(DATA SHOWN)

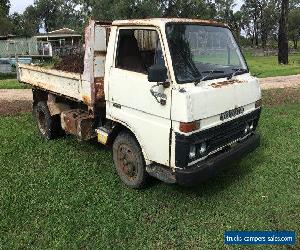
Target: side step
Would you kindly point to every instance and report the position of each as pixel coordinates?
(162, 173)
(77, 122)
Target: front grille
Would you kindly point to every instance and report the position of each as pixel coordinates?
(215, 138)
(229, 132)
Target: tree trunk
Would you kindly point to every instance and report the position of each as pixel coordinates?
(296, 44)
(283, 45)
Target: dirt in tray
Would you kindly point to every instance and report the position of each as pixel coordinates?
(15, 107)
(71, 63)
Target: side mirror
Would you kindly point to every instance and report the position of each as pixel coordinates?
(158, 73)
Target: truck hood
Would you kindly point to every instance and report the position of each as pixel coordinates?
(211, 98)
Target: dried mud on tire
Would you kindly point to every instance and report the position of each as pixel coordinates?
(13, 108)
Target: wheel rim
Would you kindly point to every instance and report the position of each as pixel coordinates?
(42, 122)
(127, 162)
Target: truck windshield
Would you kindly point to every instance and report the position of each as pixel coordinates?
(203, 52)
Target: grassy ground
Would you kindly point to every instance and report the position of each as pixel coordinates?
(266, 66)
(66, 195)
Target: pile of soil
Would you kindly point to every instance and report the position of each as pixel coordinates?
(71, 63)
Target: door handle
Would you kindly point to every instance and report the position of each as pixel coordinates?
(116, 105)
(160, 97)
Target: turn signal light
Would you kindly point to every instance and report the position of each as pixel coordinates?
(258, 104)
(188, 127)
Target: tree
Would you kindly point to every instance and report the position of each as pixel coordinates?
(283, 45)
(4, 7)
(294, 26)
(251, 15)
(260, 20)
(5, 24)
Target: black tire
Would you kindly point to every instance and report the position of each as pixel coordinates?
(49, 126)
(129, 161)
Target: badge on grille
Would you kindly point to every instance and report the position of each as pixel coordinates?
(232, 113)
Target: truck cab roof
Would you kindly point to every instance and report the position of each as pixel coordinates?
(158, 22)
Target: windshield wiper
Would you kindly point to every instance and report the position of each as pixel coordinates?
(211, 72)
(236, 71)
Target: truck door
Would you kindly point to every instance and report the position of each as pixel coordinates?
(129, 91)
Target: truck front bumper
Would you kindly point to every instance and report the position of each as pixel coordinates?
(205, 169)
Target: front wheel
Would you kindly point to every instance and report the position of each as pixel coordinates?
(129, 161)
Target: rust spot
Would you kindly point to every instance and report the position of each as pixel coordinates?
(100, 53)
(78, 122)
(225, 83)
(86, 100)
(99, 89)
(154, 21)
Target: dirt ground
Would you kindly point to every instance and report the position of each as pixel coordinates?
(279, 91)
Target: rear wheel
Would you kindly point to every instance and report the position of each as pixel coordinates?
(129, 161)
(49, 126)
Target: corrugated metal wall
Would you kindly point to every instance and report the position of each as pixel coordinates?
(23, 46)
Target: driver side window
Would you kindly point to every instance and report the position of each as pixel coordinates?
(138, 50)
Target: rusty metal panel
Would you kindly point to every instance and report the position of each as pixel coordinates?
(78, 122)
(100, 38)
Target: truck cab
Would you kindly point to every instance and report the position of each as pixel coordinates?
(178, 101)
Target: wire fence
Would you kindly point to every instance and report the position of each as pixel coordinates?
(34, 48)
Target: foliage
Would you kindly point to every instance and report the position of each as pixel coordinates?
(294, 26)
(267, 66)
(4, 7)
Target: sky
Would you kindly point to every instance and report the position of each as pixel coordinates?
(20, 5)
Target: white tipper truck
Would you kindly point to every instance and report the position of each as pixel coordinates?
(173, 97)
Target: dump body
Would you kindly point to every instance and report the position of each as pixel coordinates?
(87, 87)
(63, 83)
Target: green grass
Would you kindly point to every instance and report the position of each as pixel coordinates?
(66, 195)
(267, 66)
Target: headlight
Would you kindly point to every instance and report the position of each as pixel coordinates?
(192, 154)
(247, 129)
(251, 126)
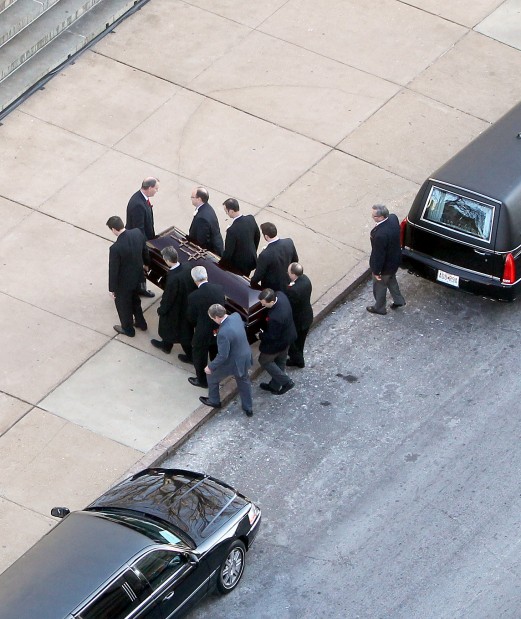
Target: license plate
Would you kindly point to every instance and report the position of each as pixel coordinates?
(448, 278)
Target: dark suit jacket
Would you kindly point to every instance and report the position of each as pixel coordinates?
(126, 258)
(140, 215)
(280, 330)
(199, 302)
(386, 252)
(299, 296)
(273, 263)
(240, 248)
(204, 230)
(173, 322)
(233, 349)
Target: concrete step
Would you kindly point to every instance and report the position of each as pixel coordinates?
(70, 40)
(20, 14)
(5, 3)
(41, 32)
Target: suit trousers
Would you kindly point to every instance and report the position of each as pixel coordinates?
(128, 306)
(275, 365)
(380, 291)
(296, 348)
(243, 385)
(200, 353)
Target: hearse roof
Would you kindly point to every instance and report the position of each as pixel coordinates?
(491, 164)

(End DATA SHOWN)

TASK REQUIREMENTS
Without the pictures, write out the whole listing exactly as it appears.

REPLY
Target: side step
Would you kindly point to every instance and report the position of each as pixel coordinates?
(162, 173)
(77, 122)
Target: front grille
Would you kindly point to every instance and report the position of each as pixel coordinates?
(215, 138)
(229, 132)
Target: tree trunk
Would you kindly point to every instance and report the position of each as pixel coordinates?
(296, 44)
(283, 45)
Target: dirt in tray
Would you kindly point to every instance and report the position of each as pixel coordinates?
(15, 107)
(71, 63)
Target: side mirror
Would you kindly point to every instance and report the position of each as pixel coordinates?
(158, 73)
Target: truck hood
Would you kindly point to every instance and report the position of each as pixel coordinates?
(211, 98)
Target: dried mud on tire
Would you kindly point to every instance and report the position of each as pixel coordinates?
(13, 108)
Target: wheel rim
Would you kindly point to every instance and report the position of each as pixel coordinates?
(42, 122)
(127, 162)
Target: truck windshield
Would you kindly point to every instance and report the position of each as pixel coordinates?
(203, 52)
Target: grassy ground
Would you kindly point to every instance and report the position of each as pixel coordinates?
(266, 66)
(66, 195)
Target: pile of soil
Would you kindly point to every instance and report the position of each as pixel coordinates?
(71, 63)
Target: door handle
Would you kindly point to every instance and report the position of each as pixel coordinates?
(116, 105)
(160, 97)
Target: turn signal light
Would you kindly point to every instance and report the position of each as pixel coordinates?
(258, 104)
(188, 127)
Target: tree
Would you kindly point to every instance and report the position of each as pixel coordinates?
(283, 45)
(4, 7)
(294, 26)
(251, 15)
(260, 20)
(5, 24)
Target: black tire
Would you kindly point to every instance and report the position of each as pixel coordinates?
(49, 126)
(129, 161)
Target: badge on grille
Would you kindly point to every instance and report the position of each as pixel coordinates?
(232, 113)
Target: truck cab roof
Would you kindly point to every instance and report the position of each as pixel coordinates?
(158, 22)
Target: windshield wiper
Would you kindly point to every instance and report the position of each as pixel coordinates?
(211, 72)
(236, 71)
Target: truck door
Would you kindly point to every instance and report the position of each as pixel coordinates?
(129, 91)
Target: truck front bumper
Would you kindly point to every instance and report the position of each as pixel coordinates?
(205, 169)
Target: front wheel
Would you kindly point to every instance and report the position of each as pixel coordinates?
(129, 161)
Target: rust spot
Would you kindly point to every instance and report the position of each as pixel coordinates?
(100, 53)
(78, 122)
(225, 83)
(86, 100)
(99, 89)
(154, 21)
Target: dirt ground
Would you kindly point to every instance and report the position of each as pixel coordinates?
(279, 91)
Target: rear wheel
Would you kindly point to every instance and report the position of each as pixel coordinates?
(129, 161)
(49, 126)
Target: corrugated metal wall
Would you kindly point to every instance and report the position of each as pixel coordinates?
(23, 46)
Target: driver side window
Would you kindly point to every instance and report the position of each as pixel coordinates?
(138, 50)
Target: rusty metal panel
Would you kindly point to every instance and report the position of each as pixel coordinates?
(78, 122)
(100, 38)
Target: truck cab
Would you kindly point to every instance and report the position of each as pixel coordinates?
(178, 101)
Target: wire fence
Would you kindly point to every instance and report the position of each as pixel coordinates?
(34, 48)
Target: foliage
Would you kindly point to every instance and report the position of each as pixel coordinates?
(294, 26)
(267, 66)
(4, 7)
Target: sky
Would you kindly point to every instance and report the position of each as pixel coordinates?
(20, 5)
Target: white tipper truck
Would you kindly point to every instance and report the position of each as pixel coordinates?
(173, 97)
Target: dump body
Would you kindly point to every instance and report the position of each as pixel coordinates?
(87, 87)
(63, 83)
Target: green grass
Would you kindly point to every instance and report the position of each as pixel coordinates?
(66, 195)
(267, 66)
Target: headlight
Would you kindly point to every instance and report the position of each as pixel coordinates?
(192, 154)
(247, 129)
(251, 126)
Target: license plate
Would you kindly point to every instance and report the position of each as pixel coordinates?
(448, 278)
Target: dark suit jacket
Would you kindly point to every instance and report the position of each as pixel coordinates?
(126, 258)
(140, 215)
(280, 330)
(199, 302)
(386, 252)
(299, 296)
(273, 263)
(240, 248)
(204, 230)
(173, 322)
(233, 349)
Target: concrete step
Would you kindly point to every instance and report the position of each as pixel coordinates?
(70, 40)
(20, 14)
(5, 3)
(41, 32)
Target: suit trousers
Would you kindly point to every instance and report the position of each as pixel coordinates?
(128, 306)
(275, 365)
(380, 291)
(296, 348)
(243, 385)
(200, 353)
Target: hearse roof
Would you kindly point to every instance and report the position of each as pixel coordinates?
(491, 164)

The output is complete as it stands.